Source records:
^^^^^^^^^^^^^^^^
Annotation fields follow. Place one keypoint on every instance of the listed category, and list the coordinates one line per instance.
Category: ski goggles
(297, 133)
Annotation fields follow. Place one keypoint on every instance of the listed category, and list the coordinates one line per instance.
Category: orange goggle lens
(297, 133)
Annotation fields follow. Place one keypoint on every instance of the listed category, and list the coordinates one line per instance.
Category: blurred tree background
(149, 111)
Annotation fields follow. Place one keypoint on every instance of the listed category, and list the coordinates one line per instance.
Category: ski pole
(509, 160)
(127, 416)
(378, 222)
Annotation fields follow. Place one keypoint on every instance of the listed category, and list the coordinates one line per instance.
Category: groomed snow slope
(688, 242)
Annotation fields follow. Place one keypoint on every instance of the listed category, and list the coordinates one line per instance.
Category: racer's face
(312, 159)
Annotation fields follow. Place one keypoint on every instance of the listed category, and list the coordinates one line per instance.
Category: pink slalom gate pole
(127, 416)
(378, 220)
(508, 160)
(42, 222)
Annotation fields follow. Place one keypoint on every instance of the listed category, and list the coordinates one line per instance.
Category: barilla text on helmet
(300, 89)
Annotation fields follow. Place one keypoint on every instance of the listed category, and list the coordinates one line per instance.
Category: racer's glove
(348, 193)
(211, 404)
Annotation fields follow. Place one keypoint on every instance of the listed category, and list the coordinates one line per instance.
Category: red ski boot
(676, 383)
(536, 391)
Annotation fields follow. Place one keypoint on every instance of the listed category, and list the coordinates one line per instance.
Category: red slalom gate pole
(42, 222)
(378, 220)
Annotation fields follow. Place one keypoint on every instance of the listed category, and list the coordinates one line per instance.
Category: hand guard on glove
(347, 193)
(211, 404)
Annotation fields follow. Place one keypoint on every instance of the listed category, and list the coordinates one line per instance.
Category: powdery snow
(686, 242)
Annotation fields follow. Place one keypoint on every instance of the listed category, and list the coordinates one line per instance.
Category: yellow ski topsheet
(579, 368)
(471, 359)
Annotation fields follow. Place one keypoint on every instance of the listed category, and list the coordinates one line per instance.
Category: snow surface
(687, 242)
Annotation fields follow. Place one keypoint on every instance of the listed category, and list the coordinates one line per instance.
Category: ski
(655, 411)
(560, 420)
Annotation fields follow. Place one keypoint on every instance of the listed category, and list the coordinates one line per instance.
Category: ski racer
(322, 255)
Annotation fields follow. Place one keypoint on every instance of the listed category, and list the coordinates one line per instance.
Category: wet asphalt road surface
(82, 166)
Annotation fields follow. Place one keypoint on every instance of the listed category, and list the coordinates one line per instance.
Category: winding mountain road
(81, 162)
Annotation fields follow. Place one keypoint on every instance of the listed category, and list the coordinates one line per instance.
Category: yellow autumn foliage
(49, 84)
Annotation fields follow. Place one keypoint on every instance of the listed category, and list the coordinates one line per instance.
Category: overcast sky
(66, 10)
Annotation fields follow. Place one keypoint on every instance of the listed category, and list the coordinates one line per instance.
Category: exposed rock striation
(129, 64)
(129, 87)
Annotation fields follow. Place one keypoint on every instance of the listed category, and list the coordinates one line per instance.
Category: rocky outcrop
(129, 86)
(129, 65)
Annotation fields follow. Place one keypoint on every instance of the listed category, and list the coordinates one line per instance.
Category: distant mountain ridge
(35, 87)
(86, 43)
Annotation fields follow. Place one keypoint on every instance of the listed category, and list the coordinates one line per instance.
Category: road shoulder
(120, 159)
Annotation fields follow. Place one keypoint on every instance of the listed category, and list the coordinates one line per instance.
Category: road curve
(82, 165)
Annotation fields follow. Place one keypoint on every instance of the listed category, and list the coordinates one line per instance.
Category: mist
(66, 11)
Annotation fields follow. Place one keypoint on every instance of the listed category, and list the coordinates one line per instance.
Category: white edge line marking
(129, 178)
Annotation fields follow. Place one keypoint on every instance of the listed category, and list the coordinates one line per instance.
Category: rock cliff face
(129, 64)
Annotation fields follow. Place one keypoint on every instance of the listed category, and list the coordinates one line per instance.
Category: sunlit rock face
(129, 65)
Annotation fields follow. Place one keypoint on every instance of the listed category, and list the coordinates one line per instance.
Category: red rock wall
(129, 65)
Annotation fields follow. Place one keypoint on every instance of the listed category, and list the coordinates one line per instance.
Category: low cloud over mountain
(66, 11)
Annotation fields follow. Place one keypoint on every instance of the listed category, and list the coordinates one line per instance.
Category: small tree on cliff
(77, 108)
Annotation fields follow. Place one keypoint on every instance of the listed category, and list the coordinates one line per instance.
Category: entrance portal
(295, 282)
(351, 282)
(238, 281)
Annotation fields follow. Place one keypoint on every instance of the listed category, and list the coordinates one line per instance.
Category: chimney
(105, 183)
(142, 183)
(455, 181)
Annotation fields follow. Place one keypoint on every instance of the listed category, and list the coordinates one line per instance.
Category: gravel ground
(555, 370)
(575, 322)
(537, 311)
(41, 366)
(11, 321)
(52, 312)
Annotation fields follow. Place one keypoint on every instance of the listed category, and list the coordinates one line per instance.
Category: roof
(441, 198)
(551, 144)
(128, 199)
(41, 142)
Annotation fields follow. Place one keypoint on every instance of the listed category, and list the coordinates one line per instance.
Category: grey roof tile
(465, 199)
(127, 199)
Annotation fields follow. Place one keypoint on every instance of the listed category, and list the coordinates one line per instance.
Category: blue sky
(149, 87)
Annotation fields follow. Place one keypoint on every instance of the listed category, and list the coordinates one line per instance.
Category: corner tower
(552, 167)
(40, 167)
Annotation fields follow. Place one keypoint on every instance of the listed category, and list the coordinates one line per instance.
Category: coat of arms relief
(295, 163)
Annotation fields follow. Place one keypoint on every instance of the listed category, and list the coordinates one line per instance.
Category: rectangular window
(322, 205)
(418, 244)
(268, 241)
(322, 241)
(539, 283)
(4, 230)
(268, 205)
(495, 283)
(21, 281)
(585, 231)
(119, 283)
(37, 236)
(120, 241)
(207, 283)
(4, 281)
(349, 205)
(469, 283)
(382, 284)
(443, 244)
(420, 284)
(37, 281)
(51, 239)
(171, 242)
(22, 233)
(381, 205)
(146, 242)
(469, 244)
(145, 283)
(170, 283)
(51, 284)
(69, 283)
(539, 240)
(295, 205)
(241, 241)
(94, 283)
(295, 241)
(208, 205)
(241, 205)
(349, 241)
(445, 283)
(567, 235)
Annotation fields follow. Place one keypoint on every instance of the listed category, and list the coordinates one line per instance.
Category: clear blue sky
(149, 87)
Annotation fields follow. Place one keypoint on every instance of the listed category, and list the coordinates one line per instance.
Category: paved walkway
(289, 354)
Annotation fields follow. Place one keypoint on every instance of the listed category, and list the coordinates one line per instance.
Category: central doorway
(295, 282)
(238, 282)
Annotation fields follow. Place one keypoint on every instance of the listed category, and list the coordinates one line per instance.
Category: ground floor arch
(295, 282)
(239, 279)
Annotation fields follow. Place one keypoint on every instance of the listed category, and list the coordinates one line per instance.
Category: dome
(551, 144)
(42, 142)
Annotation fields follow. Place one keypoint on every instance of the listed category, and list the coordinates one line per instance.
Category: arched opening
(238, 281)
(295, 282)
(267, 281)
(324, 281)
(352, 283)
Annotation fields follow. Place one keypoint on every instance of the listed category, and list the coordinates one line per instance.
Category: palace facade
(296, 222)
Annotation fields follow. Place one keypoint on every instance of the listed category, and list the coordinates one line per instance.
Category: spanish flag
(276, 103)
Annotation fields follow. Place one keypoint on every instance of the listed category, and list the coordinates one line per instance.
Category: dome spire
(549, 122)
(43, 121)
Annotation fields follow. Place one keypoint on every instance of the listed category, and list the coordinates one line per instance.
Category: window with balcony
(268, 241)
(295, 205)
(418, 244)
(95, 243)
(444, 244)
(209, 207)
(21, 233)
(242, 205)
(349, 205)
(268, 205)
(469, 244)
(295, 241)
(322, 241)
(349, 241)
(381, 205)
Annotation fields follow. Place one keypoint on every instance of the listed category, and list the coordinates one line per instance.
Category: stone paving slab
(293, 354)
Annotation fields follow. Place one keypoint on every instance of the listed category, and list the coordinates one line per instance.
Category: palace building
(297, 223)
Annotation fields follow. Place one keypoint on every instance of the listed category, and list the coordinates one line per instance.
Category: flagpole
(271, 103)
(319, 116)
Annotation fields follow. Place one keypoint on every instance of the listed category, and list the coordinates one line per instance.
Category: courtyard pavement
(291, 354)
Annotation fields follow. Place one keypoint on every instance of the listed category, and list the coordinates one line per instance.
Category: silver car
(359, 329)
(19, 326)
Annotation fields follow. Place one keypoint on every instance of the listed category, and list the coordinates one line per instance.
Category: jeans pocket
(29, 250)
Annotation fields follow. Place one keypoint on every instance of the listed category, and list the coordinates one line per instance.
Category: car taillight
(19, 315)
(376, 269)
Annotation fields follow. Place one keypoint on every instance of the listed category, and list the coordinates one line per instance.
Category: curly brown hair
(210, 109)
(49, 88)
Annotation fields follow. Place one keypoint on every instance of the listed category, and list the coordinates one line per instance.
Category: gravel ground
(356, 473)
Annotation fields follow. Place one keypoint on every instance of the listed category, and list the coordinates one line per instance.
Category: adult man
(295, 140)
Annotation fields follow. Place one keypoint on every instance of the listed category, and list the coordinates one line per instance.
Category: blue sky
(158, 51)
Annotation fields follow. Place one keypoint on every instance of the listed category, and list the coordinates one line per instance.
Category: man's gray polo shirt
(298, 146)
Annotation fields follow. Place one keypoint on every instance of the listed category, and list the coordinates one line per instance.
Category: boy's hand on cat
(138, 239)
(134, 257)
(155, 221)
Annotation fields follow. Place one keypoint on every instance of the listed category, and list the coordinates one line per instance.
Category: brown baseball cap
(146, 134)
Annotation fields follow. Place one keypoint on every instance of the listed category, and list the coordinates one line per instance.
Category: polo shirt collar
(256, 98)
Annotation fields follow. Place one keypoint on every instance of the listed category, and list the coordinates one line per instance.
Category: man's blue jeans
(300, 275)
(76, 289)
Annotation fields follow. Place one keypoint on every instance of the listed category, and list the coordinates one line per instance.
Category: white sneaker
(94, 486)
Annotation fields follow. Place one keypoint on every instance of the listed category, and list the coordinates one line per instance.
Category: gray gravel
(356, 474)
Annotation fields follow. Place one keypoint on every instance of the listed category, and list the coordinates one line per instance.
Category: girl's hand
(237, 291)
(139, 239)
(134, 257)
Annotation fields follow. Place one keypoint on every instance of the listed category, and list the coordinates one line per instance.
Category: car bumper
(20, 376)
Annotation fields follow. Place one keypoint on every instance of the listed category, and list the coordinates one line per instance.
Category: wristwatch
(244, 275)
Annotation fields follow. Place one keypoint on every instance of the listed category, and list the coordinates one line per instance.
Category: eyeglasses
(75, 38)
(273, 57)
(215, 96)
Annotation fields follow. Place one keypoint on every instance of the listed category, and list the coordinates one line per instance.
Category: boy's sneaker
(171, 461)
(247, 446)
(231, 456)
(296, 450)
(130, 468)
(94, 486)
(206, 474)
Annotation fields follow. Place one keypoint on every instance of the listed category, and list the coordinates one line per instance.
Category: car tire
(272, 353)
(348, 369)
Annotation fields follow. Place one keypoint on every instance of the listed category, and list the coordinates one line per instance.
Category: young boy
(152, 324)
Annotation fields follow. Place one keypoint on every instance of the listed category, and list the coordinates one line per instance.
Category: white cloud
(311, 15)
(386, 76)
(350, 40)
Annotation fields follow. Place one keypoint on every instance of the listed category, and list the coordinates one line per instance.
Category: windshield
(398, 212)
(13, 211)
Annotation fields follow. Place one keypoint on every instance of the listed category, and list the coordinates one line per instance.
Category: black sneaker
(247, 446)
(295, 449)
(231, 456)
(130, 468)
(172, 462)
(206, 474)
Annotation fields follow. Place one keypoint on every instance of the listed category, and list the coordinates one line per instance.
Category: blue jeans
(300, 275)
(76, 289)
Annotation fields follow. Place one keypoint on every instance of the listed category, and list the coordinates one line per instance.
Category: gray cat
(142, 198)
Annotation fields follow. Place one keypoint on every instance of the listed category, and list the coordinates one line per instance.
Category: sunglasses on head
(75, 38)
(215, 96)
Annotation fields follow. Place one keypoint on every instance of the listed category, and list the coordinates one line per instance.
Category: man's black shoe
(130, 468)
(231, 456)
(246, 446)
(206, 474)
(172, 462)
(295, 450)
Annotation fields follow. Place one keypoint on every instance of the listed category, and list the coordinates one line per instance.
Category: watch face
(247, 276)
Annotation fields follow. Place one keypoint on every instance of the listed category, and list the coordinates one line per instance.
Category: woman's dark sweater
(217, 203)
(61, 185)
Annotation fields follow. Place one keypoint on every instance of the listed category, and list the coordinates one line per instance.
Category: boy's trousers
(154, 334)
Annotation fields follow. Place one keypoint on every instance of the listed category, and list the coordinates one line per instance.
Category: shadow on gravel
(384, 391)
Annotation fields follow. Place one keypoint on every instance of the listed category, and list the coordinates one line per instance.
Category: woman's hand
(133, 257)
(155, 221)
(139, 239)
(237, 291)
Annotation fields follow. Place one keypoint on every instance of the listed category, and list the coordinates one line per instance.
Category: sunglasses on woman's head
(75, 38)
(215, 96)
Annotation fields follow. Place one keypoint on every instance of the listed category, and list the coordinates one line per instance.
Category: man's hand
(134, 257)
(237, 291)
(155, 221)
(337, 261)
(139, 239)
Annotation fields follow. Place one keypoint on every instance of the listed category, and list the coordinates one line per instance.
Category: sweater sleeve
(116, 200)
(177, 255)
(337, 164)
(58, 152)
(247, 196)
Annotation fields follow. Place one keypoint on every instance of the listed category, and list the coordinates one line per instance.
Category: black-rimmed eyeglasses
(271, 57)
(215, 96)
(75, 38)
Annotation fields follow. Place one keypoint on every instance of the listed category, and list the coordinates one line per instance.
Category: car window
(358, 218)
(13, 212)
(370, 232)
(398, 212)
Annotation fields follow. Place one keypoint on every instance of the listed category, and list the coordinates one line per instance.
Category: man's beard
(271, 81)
^^^^^^^^^^^^^^^^
Exercise ::
Which lines of the rows above contain the word "tree"? Select every one of them and copy each line in full.

Result of the task ::
Category: blurred tree background
Category: small tree on cliff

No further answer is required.